## BEGIN

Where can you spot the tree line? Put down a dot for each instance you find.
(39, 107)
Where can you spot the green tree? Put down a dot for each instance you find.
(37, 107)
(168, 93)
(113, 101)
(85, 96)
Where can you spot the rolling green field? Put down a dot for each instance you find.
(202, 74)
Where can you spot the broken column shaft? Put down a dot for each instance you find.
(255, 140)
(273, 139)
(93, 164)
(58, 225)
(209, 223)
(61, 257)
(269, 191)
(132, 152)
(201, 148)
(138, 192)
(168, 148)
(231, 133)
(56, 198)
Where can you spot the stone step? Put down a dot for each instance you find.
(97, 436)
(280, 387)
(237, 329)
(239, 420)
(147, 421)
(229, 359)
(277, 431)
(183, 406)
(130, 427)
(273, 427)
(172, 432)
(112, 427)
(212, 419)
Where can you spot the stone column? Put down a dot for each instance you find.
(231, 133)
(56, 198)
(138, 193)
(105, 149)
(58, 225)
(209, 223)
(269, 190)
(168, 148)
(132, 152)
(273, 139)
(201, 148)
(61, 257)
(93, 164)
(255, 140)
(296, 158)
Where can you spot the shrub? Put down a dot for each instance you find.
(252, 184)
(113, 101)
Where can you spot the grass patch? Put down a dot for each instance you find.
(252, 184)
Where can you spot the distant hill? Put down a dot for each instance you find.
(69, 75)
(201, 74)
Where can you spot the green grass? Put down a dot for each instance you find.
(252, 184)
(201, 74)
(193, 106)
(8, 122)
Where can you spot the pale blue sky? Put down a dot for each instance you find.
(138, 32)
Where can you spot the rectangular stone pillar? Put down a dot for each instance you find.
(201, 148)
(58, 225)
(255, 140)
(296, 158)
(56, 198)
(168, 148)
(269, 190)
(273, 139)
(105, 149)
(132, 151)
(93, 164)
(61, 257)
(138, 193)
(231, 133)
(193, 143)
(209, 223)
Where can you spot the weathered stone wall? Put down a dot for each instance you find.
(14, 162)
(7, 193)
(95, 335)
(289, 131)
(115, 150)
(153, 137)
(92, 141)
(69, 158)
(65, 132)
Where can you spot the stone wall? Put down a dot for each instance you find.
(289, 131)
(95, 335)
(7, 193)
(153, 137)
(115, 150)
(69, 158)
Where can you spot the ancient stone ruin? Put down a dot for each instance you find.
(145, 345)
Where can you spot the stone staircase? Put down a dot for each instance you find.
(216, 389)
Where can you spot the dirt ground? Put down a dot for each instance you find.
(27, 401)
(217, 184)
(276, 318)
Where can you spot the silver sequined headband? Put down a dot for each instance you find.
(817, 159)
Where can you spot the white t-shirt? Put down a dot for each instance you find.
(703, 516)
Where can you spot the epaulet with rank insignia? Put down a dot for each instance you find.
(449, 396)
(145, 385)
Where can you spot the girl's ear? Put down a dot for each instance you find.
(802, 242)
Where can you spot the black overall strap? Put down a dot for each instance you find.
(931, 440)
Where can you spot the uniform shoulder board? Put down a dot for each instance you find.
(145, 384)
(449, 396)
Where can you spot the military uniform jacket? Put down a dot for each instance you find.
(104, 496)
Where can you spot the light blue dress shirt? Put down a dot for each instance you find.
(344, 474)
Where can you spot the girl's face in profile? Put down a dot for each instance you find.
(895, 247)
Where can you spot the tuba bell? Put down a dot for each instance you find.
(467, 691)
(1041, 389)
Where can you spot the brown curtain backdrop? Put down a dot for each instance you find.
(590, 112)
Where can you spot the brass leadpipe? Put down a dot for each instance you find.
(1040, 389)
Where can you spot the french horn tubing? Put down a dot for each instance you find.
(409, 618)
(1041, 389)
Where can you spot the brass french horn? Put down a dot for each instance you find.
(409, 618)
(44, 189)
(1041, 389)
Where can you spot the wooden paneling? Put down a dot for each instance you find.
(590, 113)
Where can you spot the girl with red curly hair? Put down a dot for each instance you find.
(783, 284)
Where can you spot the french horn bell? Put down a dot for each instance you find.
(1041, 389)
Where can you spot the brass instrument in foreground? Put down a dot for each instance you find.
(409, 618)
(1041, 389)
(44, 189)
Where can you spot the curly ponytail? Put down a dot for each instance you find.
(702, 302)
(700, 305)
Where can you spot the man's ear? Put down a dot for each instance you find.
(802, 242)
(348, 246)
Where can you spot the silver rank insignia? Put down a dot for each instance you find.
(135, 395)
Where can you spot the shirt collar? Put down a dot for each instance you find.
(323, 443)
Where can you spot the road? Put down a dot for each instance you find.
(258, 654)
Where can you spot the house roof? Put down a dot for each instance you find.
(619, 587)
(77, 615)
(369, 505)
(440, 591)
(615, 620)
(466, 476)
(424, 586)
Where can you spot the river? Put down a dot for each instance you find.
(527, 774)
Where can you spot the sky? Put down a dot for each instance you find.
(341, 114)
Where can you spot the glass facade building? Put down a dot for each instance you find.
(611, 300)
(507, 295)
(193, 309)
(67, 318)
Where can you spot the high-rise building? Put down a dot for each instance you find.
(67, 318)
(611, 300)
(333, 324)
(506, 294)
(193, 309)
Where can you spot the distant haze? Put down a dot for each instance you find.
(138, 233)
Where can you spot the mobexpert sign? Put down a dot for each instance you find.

## END

Set down the listing in full, keeping every word exactly as it is.

Right answer:
Where can you spot the tree line? Put down a dot for each instance you find.
(39, 107)
Where can you spot the green tree? Put down a dot for each instance you find.
(37, 107)
(168, 93)
(113, 101)
(85, 96)
Where can you spot the rolling green field? Put down a dot for each instance you find.
(202, 74)
Where can you spot the broken column shaft? Put down a dot for each instance you find.
(255, 140)
(273, 139)
(93, 164)
(58, 225)
(209, 223)
(61, 257)
(269, 191)
(132, 152)
(201, 148)
(138, 192)
(168, 148)
(231, 133)
(56, 198)
Where can you spot the stone step? Put down a dot for each instance you find.
(97, 436)
(280, 387)
(237, 329)
(239, 420)
(147, 421)
(229, 359)
(277, 431)
(183, 406)
(130, 427)
(273, 427)
(172, 432)
(112, 427)
(212, 419)
Where can you spot the stone column? Put down a dot for each instance you find.
(231, 133)
(56, 198)
(138, 193)
(105, 149)
(58, 225)
(209, 223)
(269, 190)
(168, 148)
(132, 152)
(273, 139)
(201, 148)
(61, 257)
(93, 164)
(255, 140)
(296, 158)
Where can you spot the shrub? Put down a dot for each instance you find.
(252, 184)
(113, 101)
Where can you spot the grass patch? Put down a dot for each instance you find.
(252, 184)
Where can you spot the distant hill? Put down a dot for each instance you find.
(69, 75)
(201, 74)
Where can you spot the green grass? Put down a dot for each instance you find.
(252, 184)
(201, 74)
(193, 106)
(8, 122)
Where can you spot the pale blue sky? Put down a dot for each instance you find.
(138, 32)
Where can you spot the rectangular stone pillar? Put down a dot for each instance you find.
(201, 148)
(58, 225)
(255, 140)
(296, 158)
(56, 198)
(168, 148)
(269, 190)
(273, 139)
(105, 149)
(132, 151)
(93, 164)
(61, 257)
(138, 193)
(231, 133)
(193, 143)
(209, 223)
Where can you spot the weathered stone wall? Put down a dot for each instance you find.
(14, 162)
(7, 193)
(95, 335)
(289, 131)
(115, 150)
(153, 137)
(92, 141)
(69, 158)
(65, 132)
Where can you spot the stone wall? Put down a dot for each instance you find.
(289, 131)
(95, 335)
(7, 193)
(153, 137)
(115, 150)
(69, 158)
Where can you spot the ancient stone ruin? Put down a dot for each instance you find.
(145, 345)
Where can you spot the stone staircase? Put down a dot for each instance you find.
(216, 389)
Where can you spot the dirt ground? Put down a dot for each instance you find.
(27, 401)
(217, 184)
(276, 318)
Where can you spot the silver sequined headband? Put down a dot for each instance you find.
(817, 159)
Where can you spot the white t-shirt? Put down a dot for each instance you find.
(703, 516)
Where can you spot the epaulet with rank insignia? Put down a dot for each instance you find.
(449, 396)
(145, 385)
Where can you spot the girl's ear? Put down a dot for each instance you find.
(802, 242)
Where can you spot the black overall strap? Put down a dot for each instance you find.
(931, 440)
Where can you spot the uniform shoulder board? Put down a dot for each instance you find.
(145, 384)
(449, 396)
Where can you spot the military uniform jacket? Put down a dot for each instance you find.
(104, 496)
Where can you spot the light blue dress shirt? Put down a dot for each instance you find.
(344, 474)
Where can you spot the girl's face in profile? Put down a dot for each instance you find.
(895, 247)
Where can you spot the tuba bell? Put down a dot for each instance you find.
(467, 691)
(1041, 389)
Where can you spot the brown curtain backdrop? Put down a dot for each instance you find.
(590, 112)
Where can you spot the brass leadpipe? Put down a dot for each instance you find.
(1040, 389)
Where can you spot the french horn tubing? Put down a dot for each instance you find.
(409, 618)
(1041, 389)
Where can you spot the brass french horn? Put down a dot for each instance you find.
(409, 618)
(44, 189)
(1041, 389)
Where can you spot the wooden paneling? Put down a dot for each instance you find.
(590, 113)
Where can you spot the girl with red curly hair? Put down a dot for each instance you find.
(783, 284)
Where can you spot the french horn bell? Put down a dot for each instance you find.
(1041, 389)
Where can you spot the brass instrument in foreground? Put down a dot for each instance you find.
(409, 618)
(1041, 389)
(44, 189)
Where can you spot the curly ponytail? Put down a dot for each instance you find.
(702, 302)
(700, 305)
Where can you spot the man's ear? Put down a dot for each instance you find.
(802, 242)
(348, 246)
Where can you spot the silver rank insignia? Put down a dot for each instance you find.
(135, 395)
Where can you spot the shirt collar? Put down a dot for each instance you find.
(323, 443)
Where can you spot the road? Put down a dot for each instance you find.
(258, 654)
Where can you spot the house roof? Put down a dot for each instance you find.
(619, 587)
(77, 615)
(369, 505)
(440, 591)
(615, 620)
(466, 476)
(424, 586)
Where can you spot the river? Put down a dot for each instance you find.
(527, 774)
Where can you spot the sky? Put down a dot for each instance you find.
(341, 114)
Where can you spot the glass facade building? Put down a dot for each instance you find.
(611, 300)
(507, 295)
(193, 309)
(67, 318)
Where can you spot the high-rise building? Put down a dot for each instance you find.
(67, 318)
(611, 300)
(333, 324)
(506, 294)
(193, 309)
Where can you spot the distant haze? Put down a dot for each instance you find.
(138, 233)
Where can you spot the mobexpert sign? Put down a dot for each instance you find.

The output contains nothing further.